Starting with the line that has "-- a row prints like pixel 1175 671" and finishing with the line that has "-- a row prints like pixel 62 16", set down each line below exactly. Pictures are not copied.

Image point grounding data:
________________________________________

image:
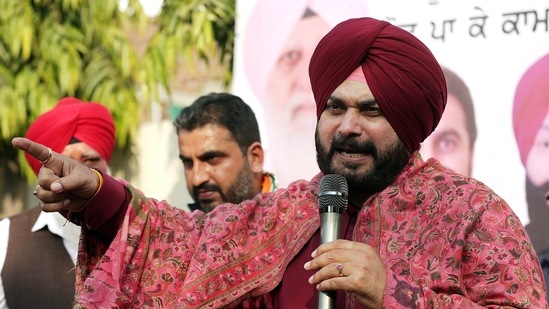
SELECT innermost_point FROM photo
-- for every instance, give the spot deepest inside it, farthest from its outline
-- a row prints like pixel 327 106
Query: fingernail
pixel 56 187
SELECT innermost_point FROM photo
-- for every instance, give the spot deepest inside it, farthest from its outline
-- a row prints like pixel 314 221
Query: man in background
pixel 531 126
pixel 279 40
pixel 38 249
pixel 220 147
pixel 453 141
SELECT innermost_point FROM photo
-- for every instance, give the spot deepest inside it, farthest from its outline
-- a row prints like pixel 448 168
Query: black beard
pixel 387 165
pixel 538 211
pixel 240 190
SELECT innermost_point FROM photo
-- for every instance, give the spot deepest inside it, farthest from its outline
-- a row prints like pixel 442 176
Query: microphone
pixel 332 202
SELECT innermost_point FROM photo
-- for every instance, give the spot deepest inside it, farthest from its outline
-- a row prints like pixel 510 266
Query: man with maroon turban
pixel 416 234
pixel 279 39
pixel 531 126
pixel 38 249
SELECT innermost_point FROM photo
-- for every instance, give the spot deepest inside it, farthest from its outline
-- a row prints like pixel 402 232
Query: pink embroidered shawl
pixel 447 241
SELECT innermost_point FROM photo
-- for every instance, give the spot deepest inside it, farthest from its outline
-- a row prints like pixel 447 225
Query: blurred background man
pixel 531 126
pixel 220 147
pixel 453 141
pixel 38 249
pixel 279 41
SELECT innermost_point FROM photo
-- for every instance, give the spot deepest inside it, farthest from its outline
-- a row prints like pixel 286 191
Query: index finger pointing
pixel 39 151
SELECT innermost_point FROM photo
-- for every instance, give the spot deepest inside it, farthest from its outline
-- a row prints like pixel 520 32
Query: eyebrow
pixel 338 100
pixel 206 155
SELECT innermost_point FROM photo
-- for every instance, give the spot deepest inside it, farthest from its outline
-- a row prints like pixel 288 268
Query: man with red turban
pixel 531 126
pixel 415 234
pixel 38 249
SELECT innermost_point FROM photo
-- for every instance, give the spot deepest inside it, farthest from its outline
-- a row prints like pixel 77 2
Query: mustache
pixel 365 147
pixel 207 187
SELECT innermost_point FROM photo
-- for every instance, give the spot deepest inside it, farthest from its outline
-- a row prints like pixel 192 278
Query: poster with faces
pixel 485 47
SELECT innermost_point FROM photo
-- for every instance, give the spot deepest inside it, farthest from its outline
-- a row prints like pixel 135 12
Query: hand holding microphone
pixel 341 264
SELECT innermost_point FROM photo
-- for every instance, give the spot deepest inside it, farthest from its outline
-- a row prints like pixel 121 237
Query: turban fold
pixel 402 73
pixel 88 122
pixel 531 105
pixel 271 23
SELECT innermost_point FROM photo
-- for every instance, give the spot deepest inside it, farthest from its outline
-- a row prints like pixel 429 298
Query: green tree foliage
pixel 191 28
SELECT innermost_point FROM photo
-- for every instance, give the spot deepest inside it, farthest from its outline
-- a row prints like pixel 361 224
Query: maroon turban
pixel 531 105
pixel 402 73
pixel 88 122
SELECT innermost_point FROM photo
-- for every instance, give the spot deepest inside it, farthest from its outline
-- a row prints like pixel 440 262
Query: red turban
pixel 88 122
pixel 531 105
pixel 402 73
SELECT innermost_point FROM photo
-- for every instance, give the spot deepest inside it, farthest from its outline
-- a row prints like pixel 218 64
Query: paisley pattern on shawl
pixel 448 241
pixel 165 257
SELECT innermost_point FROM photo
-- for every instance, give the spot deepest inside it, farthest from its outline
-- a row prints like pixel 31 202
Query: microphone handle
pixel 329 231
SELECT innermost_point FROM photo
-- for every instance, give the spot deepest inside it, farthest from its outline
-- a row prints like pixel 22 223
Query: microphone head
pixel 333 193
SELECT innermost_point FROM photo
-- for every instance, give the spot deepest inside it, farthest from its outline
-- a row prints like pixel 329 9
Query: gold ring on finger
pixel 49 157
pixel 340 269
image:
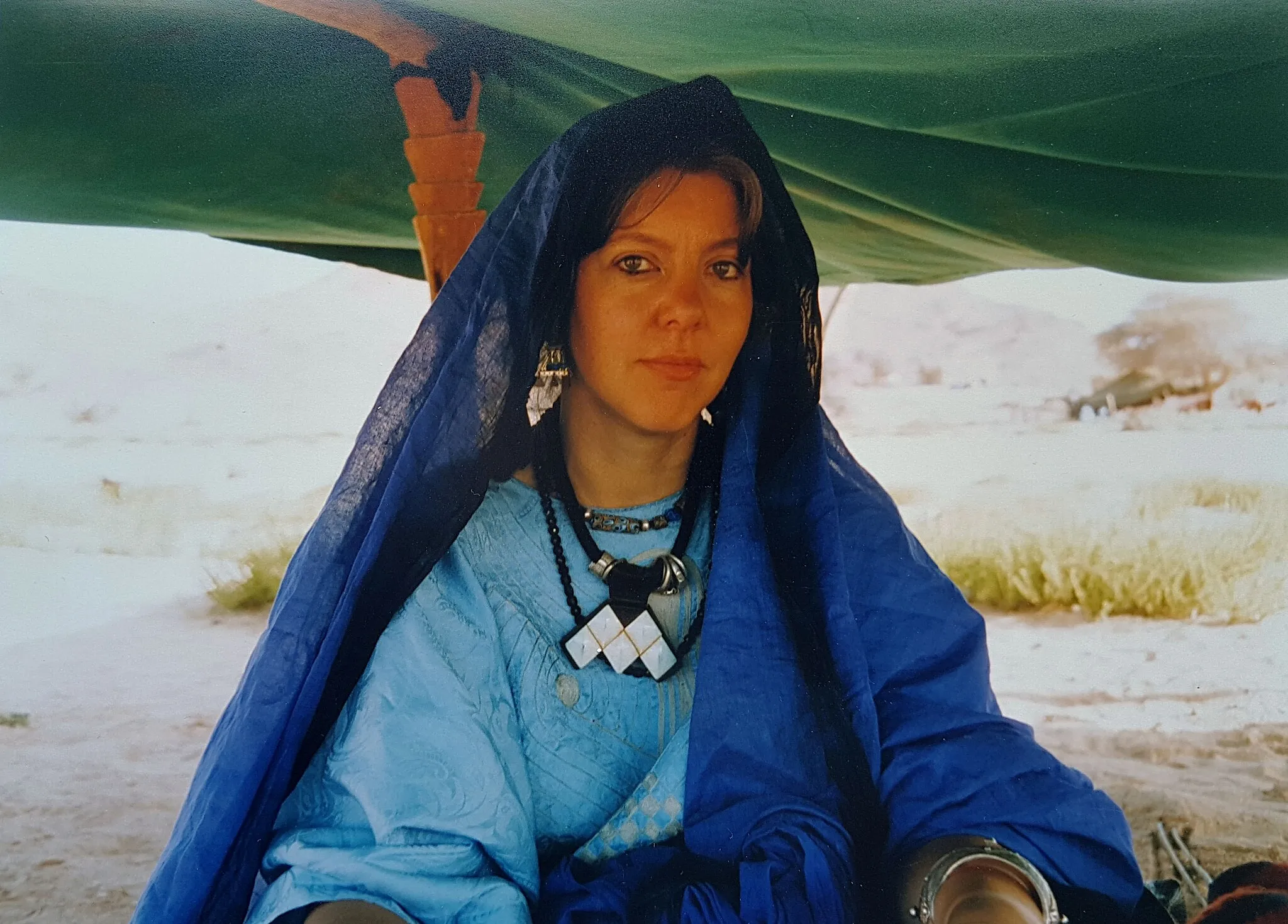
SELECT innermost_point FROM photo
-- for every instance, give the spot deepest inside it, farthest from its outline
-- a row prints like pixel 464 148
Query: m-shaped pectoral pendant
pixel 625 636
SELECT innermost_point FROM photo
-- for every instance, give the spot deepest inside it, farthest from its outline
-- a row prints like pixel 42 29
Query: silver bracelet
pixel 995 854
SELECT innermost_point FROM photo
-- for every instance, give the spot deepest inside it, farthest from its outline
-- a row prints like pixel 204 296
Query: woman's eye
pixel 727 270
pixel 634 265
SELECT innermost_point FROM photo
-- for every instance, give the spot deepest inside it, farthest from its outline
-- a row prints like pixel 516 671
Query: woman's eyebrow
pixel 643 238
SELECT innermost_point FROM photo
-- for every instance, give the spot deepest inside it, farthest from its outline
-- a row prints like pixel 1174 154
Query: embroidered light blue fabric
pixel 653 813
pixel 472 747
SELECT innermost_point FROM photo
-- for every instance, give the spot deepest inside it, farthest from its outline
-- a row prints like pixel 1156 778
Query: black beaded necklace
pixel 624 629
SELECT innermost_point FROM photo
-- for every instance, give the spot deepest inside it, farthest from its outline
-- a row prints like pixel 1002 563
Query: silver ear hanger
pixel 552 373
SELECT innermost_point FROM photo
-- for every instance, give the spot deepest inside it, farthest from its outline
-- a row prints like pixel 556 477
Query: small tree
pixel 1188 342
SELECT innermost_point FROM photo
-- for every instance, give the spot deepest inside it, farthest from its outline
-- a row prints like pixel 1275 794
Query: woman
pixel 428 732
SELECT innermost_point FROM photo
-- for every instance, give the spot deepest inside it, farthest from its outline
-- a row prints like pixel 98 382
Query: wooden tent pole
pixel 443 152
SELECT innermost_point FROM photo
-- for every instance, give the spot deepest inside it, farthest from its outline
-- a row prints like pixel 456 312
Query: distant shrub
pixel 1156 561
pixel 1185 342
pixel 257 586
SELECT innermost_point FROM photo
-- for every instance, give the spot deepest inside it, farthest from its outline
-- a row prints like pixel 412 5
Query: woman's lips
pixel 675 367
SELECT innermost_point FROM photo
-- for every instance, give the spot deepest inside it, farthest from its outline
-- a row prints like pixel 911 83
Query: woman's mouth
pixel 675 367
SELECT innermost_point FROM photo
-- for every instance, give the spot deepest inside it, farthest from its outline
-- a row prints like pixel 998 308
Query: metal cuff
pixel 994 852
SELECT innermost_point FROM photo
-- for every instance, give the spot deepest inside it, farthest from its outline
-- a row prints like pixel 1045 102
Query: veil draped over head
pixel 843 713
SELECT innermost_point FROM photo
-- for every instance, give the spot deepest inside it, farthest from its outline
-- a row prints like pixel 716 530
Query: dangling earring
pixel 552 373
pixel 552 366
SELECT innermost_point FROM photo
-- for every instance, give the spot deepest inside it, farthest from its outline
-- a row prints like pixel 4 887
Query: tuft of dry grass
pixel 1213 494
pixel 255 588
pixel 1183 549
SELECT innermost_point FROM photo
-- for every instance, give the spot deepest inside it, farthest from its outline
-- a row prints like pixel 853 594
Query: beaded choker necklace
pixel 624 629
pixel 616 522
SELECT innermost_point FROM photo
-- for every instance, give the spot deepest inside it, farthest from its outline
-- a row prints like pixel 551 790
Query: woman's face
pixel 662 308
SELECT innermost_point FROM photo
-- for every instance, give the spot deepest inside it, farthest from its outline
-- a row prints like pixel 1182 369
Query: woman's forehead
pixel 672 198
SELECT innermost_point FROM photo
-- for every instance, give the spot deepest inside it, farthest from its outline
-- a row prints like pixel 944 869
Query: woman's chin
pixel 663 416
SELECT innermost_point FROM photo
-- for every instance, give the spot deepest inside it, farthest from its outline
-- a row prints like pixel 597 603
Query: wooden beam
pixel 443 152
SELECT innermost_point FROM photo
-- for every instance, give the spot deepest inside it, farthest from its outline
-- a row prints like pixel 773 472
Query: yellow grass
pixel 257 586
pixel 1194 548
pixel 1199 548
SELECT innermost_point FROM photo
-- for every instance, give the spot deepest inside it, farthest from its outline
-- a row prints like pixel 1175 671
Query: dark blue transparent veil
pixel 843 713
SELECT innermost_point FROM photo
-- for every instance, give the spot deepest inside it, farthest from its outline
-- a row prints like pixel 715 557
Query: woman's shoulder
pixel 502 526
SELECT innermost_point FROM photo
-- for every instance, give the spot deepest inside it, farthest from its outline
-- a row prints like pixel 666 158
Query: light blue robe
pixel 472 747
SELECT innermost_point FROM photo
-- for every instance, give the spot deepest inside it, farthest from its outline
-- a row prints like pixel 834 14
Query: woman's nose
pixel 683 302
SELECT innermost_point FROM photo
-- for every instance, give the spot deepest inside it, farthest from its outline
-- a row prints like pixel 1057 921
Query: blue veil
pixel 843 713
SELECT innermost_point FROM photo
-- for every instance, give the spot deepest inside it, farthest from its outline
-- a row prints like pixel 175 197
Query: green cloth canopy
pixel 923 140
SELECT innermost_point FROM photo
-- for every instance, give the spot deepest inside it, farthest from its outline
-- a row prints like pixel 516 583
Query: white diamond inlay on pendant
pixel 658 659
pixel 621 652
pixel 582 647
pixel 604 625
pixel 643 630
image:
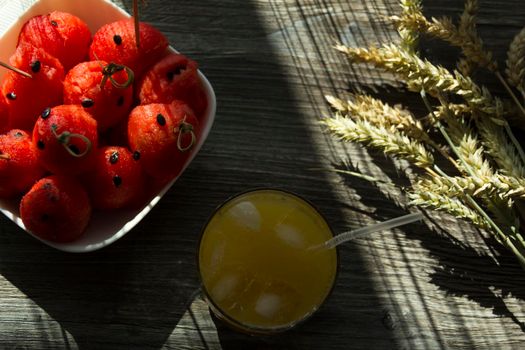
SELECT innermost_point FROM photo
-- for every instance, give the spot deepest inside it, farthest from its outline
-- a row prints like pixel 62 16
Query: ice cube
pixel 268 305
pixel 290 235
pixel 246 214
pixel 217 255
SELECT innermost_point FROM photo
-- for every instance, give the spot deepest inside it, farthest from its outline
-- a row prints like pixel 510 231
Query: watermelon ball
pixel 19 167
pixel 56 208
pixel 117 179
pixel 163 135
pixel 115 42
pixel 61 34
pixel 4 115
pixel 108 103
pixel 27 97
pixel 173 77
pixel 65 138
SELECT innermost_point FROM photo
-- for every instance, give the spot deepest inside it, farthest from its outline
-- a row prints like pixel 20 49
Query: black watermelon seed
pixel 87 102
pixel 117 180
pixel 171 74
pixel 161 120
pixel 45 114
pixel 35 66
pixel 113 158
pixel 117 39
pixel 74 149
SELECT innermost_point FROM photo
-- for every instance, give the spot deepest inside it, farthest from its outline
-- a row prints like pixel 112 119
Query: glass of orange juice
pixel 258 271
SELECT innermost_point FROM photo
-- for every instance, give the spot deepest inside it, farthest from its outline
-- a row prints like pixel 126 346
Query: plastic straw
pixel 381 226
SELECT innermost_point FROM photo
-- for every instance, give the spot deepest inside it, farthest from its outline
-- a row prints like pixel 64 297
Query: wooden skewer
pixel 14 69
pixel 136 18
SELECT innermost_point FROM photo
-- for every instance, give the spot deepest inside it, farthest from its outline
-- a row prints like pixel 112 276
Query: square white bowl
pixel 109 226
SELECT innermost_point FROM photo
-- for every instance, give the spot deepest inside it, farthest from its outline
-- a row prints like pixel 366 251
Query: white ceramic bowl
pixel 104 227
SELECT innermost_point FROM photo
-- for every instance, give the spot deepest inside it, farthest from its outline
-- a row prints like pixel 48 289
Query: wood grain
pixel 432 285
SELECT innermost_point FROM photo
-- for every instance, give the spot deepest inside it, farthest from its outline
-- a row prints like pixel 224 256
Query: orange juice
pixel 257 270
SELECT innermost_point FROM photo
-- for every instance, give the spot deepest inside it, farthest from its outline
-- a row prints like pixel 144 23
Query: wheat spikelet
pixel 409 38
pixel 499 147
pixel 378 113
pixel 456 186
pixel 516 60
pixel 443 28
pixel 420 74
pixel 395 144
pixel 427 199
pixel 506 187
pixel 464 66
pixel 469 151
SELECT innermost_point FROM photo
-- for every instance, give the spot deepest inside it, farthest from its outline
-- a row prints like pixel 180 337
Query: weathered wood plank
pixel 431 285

________________________________________

OUTPUT BELOW:
-- a row prints like pixel 1175 671
Query: dark blue transparent veil
pixel 843 713
SELECT innermost_point FROM photo
-- for every instance, give the spot deepest inside it, farthest from its outline
-- a row prints like pixel 715 557
Query: woman's shoulder
pixel 502 526
SELECT innermost_point FROM photo
-- for every instance, give the spot deepest inside it, farthest from its outline
-- a row prints like pixel 666 158
Query: light blue robe
pixel 472 747
SELECT innermost_point FROM photo
-- for every instance, give the spot deepest inside it, farthest from its outline
-- a row prints like pixel 834 14
Query: woman's nose
pixel 683 302
SELECT innermost_point FROM photo
-- for every instance, give the spot deepest inside it, farthest from its outline
-- a row prints like pixel 1057 921
Query: blue veil
pixel 843 713
SELECT innermost_point FROM photo
-- for every instance, give the spot deepest inside it, farthest from its outline
-- a row prints like pixel 175 197
Query: green cloth canopy
pixel 923 140
SELECT innermost_point FROM photo
-- for every instance, give the spot deepest inside it, farthest from its outline
-- a row prints like pixel 516 583
Query: white diamond inlay on pendant
pixel 658 659
pixel 621 652
pixel 582 647
pixel 604 625
pixel 643 630
image:
SELECT innermost_point FROM photo
-- for every instance, give the spot deepest inside it, farthest from its outline
-- a row prints like pixel 62 16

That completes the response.